Aim of the exercise> Restate, word for word, each record that follows.

:: Available data ::

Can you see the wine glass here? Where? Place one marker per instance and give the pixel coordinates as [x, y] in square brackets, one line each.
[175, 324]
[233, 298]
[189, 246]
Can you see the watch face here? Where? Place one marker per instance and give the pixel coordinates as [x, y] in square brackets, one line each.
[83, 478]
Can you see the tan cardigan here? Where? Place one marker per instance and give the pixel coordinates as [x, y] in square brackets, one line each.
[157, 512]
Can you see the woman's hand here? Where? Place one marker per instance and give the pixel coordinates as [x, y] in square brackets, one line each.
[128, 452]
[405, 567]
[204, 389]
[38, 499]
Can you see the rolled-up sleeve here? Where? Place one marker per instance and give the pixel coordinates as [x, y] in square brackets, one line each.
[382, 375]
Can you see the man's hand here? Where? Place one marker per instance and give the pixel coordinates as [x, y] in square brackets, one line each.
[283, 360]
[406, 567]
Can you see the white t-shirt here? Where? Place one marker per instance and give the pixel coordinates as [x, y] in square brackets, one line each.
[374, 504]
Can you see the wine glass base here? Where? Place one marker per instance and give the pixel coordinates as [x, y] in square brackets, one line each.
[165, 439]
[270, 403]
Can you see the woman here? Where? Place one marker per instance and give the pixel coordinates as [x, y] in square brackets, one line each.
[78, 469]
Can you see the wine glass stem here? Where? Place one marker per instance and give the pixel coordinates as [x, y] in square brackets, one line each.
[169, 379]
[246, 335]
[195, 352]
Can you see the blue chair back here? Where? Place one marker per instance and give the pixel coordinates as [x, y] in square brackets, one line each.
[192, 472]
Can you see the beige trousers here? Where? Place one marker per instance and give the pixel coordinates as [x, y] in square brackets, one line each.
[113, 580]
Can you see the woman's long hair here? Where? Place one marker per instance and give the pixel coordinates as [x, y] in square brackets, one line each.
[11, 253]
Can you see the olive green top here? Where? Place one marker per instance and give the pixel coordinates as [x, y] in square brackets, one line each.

:::

Output for this task>
Can you see the wine glass here? Where? Place one marker per instance and give the pixel coordinates as [x, y] in square brackets, one line each.
[175, 324]
[233, 298]
[189, 246]
Can you see the watch face here? Where? Place one marker per instance and give the pixel coordinates as [x, y] in square brackets, one line each.
[83, 478]
Can you see the tan cardigan here? Where? Place one marker per instance and give the pixel coordinates as [x, y] in square brackets, one line each.
[157, 512]
Can you see the woman's hand here? Where? Place one marker per instance and give the pixel coordinates as [x, y] in square brackets, one line each.
[128, 452]
[405, 567]
[204, 389]
[38, 499]
Can you see the rolled-up sleeve here? Where? Place one marker per instance and give the pixel coordinates as [x, y] in square brackets, one line each.
[382, 375]
Can you see the man's hand here? Where? Place one marker per instance and give the pixel coordinates as [x, y] in square brackets, one line each.
[283, 360]
[406, 567]
Can you see the white t-shirt here? Where? Place one marker per instance and give the pixel coordinates as [x, y] in square brackets, one line each.
[374, 504]
Can you see the wine glass base here? Where? Place one marker per instance and give the pixel coordinates as [x, y] in square brackets, one line each.
[165, 439]
[270, 403]
Can you see the woman here? Where? Place one marker per instance and give the pixel coordinates as [x, y] in square brackets, one line each.
[78, 469]
Can you see the wine glass stem here? Where? Place one marker per instance and give the pixel coordinates as [x, y] in square brackets, one line each.
[169, 379]
[246, 335]
[195, 352]
Can you see the blue chair back here? Where? Place one marker per instance and give the pixel coordinates as [x, y] in square brackets, one line each.
[192, 472]
Can you see the beige trousers here? Where? Place one marker per instance and give the pixel coordinates as [x, y] in square brackets, one line each.
[113, 580]
Can you see the woman's long hair here? Where? Place one marker per instance and give the pixel coordinates as [x, y] in square brackets, one line each.
[11, 253]
Can you see the olive green top here? Where? Place one marker per instance and give the pixel coordinates as [x, y] in square brackets, one line each.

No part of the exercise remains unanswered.